[Start of Attachment]

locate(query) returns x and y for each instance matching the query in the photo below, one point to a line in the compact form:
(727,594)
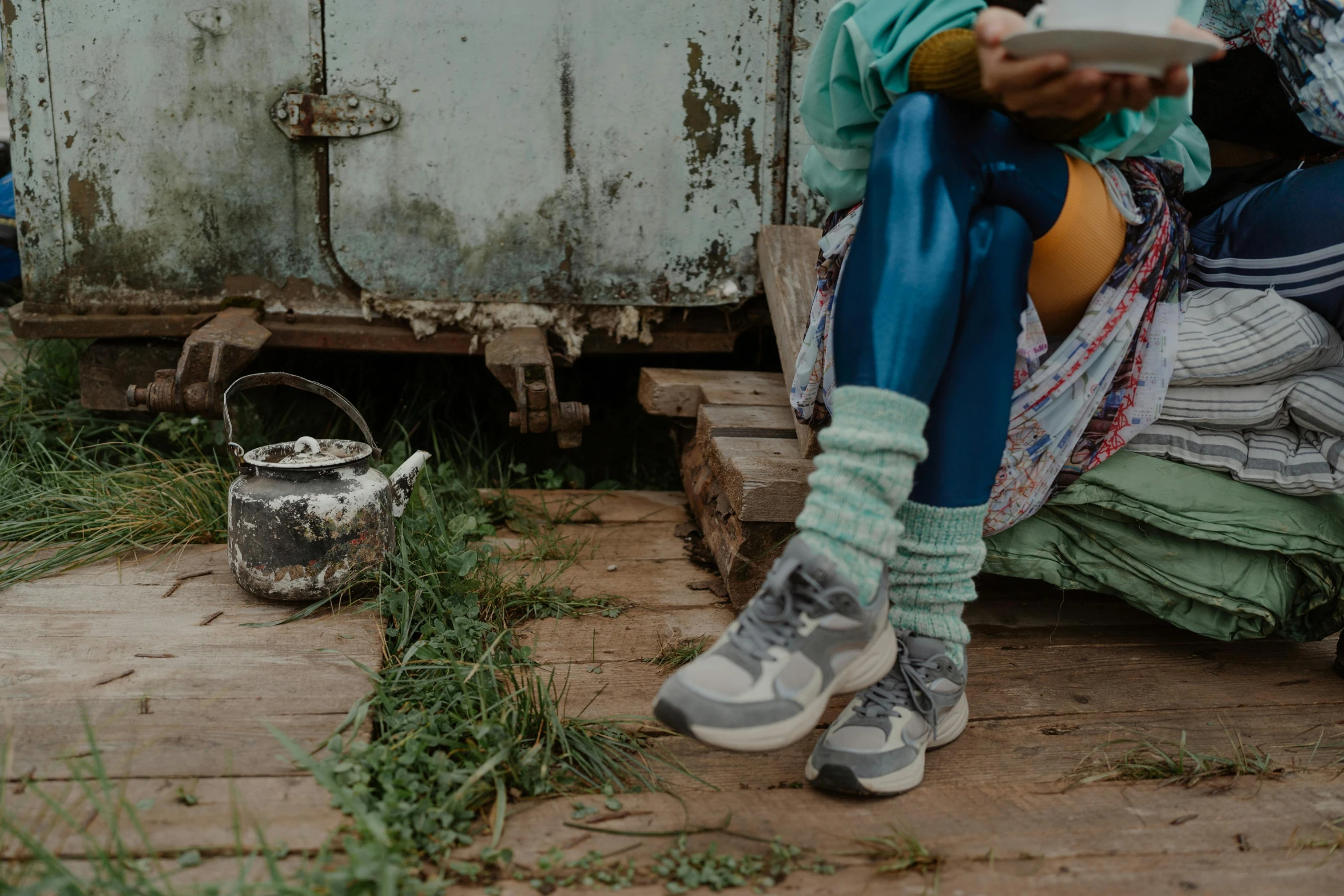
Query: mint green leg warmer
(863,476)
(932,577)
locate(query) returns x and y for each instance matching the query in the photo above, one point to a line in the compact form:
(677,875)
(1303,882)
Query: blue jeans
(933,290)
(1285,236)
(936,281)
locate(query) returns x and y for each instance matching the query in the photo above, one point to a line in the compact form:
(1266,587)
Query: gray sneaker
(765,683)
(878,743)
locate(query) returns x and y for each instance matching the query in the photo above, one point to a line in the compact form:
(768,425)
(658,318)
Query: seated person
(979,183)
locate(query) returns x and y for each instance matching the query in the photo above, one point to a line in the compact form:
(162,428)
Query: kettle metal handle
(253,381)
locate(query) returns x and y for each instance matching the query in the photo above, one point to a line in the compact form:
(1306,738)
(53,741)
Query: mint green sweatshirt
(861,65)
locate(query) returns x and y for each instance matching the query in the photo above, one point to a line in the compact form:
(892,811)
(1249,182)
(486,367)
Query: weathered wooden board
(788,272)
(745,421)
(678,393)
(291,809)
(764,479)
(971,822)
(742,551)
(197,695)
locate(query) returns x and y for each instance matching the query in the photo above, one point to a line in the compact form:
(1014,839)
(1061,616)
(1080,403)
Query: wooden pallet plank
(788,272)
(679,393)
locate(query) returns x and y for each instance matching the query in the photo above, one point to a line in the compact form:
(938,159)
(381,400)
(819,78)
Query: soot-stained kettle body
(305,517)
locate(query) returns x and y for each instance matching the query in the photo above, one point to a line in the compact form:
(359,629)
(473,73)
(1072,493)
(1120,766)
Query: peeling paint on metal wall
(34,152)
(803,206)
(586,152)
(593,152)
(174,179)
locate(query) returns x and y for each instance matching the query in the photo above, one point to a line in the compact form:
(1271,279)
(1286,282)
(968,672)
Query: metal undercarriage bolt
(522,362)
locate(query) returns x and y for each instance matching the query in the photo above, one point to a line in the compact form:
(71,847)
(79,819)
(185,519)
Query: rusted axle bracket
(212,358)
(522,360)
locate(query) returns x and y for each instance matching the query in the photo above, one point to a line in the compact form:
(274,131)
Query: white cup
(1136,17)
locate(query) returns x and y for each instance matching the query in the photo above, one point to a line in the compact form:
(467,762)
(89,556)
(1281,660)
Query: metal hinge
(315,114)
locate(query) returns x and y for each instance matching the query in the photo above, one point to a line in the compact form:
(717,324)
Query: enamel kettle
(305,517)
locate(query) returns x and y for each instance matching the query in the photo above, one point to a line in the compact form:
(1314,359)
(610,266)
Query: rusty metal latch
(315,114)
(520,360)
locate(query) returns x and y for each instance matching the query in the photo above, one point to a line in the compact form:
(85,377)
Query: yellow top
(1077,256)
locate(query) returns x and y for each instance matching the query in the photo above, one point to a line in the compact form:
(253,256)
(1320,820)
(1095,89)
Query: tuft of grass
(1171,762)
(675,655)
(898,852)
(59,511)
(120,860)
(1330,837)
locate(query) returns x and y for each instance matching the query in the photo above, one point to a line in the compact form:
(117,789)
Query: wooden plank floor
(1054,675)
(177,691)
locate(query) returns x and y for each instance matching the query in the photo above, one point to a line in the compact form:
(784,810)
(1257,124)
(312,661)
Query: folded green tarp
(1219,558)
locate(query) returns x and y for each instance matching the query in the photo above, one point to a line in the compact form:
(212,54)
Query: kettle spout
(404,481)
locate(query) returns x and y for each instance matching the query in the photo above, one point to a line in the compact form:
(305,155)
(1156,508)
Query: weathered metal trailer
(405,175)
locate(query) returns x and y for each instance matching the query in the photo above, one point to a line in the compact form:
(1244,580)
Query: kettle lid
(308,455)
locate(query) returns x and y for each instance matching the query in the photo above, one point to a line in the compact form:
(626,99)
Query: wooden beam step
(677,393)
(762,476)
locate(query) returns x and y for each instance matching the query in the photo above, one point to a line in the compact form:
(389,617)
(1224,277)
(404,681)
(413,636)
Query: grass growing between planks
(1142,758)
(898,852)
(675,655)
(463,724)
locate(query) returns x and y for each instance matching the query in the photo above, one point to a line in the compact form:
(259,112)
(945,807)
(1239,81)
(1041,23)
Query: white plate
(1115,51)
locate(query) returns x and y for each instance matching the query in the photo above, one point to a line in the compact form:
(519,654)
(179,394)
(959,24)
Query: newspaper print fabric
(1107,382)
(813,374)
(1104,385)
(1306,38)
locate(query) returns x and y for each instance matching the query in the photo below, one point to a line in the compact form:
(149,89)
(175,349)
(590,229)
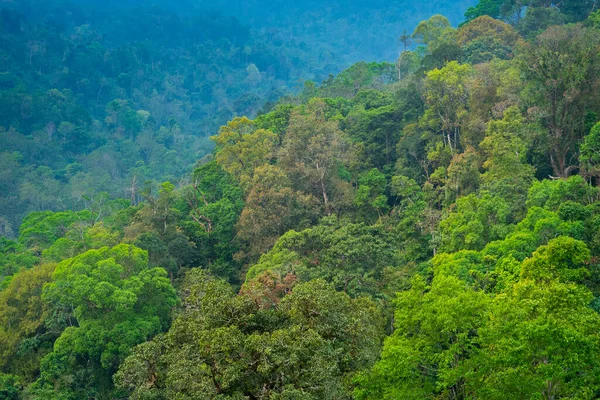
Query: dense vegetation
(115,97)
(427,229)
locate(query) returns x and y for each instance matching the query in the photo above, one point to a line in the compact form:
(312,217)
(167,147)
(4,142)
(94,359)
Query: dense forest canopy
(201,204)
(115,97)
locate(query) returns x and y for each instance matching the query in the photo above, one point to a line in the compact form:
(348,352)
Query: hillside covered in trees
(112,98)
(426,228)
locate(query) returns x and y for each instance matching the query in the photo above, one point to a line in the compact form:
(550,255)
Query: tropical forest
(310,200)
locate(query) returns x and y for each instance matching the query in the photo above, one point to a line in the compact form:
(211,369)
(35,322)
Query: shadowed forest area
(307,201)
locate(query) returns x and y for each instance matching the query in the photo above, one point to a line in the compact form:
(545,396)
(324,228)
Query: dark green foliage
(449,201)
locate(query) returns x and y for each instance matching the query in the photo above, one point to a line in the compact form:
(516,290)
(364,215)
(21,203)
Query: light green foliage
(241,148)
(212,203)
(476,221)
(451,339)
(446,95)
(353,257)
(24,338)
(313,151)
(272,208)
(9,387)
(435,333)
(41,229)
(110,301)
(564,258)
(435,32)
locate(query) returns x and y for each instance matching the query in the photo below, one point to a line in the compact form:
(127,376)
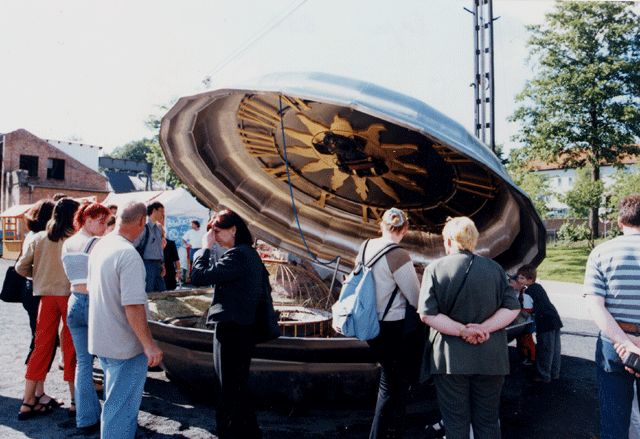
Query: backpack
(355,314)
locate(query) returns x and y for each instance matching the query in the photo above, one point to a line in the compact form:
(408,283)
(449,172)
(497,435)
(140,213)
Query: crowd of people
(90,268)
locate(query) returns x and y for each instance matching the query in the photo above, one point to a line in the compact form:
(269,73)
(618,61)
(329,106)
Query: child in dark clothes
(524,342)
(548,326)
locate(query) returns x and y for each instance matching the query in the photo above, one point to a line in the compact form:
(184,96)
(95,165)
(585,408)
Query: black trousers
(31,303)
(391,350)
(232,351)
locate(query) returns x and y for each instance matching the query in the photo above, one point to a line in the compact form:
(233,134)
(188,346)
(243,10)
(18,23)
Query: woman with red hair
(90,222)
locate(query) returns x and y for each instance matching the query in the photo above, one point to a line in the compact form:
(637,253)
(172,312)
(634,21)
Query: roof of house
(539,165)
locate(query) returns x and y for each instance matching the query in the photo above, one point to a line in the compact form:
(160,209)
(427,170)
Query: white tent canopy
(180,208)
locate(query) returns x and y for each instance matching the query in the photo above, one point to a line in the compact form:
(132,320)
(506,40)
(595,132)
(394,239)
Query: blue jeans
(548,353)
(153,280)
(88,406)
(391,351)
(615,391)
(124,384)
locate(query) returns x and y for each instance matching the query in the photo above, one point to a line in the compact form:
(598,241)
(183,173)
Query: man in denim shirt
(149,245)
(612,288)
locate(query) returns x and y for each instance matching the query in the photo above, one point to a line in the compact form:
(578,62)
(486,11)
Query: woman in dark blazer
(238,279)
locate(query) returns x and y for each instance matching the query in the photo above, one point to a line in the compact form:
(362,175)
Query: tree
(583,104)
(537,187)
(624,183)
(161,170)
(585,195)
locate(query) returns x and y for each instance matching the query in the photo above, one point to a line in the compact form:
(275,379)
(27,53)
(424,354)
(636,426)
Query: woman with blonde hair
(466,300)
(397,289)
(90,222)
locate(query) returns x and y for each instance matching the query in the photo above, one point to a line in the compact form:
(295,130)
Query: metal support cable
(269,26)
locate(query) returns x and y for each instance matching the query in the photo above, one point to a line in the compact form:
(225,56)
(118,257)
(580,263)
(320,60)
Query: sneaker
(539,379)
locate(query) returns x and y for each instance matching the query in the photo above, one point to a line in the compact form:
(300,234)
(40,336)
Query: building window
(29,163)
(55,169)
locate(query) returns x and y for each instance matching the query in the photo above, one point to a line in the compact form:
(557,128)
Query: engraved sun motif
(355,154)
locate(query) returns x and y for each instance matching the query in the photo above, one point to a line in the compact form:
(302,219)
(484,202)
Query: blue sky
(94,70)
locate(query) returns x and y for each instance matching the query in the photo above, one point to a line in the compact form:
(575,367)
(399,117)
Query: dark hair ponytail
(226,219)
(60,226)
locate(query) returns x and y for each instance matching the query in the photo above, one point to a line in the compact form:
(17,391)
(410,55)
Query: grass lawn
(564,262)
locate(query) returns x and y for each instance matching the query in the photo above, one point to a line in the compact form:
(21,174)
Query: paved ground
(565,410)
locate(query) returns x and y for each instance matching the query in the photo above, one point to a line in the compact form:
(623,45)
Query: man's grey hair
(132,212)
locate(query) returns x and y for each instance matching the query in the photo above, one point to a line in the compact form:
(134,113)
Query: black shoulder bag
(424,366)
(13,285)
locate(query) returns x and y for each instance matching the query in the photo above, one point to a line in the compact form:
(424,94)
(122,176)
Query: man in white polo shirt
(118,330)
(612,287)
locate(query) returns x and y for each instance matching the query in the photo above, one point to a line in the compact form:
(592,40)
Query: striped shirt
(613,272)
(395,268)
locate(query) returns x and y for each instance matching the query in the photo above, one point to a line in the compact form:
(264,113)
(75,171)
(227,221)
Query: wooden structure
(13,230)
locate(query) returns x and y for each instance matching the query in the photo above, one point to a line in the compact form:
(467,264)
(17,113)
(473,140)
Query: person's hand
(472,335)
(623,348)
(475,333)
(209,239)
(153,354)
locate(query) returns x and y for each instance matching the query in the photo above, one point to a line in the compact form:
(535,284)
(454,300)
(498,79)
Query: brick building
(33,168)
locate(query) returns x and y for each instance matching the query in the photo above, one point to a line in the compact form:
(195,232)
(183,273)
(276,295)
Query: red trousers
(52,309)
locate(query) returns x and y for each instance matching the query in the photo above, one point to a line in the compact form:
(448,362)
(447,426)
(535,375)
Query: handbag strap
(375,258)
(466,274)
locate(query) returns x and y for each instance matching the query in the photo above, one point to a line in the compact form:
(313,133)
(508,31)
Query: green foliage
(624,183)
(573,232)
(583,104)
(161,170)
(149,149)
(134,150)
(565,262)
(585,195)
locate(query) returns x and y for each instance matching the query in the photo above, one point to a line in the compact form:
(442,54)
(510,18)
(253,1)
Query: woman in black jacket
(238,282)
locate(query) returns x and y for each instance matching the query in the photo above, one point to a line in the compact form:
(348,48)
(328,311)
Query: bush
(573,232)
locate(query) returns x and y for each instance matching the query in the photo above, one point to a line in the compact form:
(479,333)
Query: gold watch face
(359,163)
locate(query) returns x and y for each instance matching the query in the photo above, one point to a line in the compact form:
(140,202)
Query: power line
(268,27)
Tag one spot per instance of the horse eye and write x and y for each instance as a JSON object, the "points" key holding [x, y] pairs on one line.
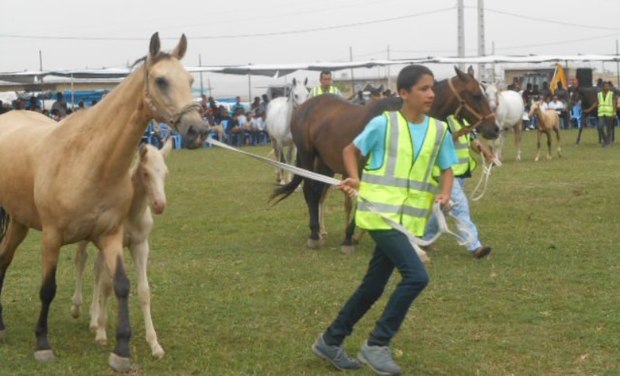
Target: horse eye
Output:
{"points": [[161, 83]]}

[End of Attachment]

PROBLEM TO SOLVE
Tally lines in the listing above that include the word "horse"; respond with that number only.

ANSWER SPACE
2